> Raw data
_____

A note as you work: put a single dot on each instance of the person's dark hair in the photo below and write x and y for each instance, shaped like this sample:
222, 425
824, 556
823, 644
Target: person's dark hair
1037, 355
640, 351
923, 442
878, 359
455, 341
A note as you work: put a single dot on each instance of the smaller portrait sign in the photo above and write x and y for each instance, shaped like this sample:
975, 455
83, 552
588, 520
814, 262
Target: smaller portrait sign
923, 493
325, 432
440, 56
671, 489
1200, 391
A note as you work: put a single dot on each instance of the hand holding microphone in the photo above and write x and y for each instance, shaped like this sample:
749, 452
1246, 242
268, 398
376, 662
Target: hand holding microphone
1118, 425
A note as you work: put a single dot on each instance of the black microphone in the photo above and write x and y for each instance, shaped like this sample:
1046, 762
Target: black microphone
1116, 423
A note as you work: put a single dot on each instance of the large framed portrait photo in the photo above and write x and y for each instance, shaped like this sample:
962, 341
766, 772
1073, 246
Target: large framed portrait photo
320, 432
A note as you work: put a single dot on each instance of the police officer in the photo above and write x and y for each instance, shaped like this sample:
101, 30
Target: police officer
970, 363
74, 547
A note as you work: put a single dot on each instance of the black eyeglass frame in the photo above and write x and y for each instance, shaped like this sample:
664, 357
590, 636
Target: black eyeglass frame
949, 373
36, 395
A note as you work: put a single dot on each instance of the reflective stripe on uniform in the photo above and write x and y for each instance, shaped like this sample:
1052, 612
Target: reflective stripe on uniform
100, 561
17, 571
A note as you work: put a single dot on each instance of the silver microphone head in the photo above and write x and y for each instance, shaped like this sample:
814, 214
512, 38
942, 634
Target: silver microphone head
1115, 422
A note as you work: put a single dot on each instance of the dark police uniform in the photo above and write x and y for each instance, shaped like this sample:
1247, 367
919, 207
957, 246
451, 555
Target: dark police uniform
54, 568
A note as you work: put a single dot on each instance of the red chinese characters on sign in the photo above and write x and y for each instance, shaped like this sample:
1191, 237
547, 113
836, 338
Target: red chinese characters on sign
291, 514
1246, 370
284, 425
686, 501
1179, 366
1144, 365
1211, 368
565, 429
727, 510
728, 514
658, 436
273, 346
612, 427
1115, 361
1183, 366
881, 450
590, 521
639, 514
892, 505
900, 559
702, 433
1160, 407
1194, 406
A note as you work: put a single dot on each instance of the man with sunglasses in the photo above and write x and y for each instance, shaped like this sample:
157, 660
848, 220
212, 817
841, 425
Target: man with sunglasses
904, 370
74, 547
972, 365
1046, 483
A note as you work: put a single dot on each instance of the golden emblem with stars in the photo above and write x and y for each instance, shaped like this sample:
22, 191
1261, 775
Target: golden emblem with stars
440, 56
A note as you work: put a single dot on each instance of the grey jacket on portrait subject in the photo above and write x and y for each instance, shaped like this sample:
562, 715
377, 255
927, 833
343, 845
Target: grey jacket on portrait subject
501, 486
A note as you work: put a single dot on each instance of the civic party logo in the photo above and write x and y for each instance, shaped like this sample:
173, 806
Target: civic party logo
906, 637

_____

> Exercise description
Extract the data above word for word, copying everything from the line containing "of the grey" down to the end of the data, both ends included.

> Solution to the exercise
A note as you work: put a single dot on each instance of the grey jacket on portrait subject in the photo above and write x and y for each instance, shaped like this sample:
562, 715
377, 255
927, 833
343, 845
Target: grey jacket on portrait subject
501, 486
A note as you work: put a single dot on each instance of the civic party logo in the photo above and write x and y for each instance, shaped like this sample:
173, 806
Target: civic party logo
906, 637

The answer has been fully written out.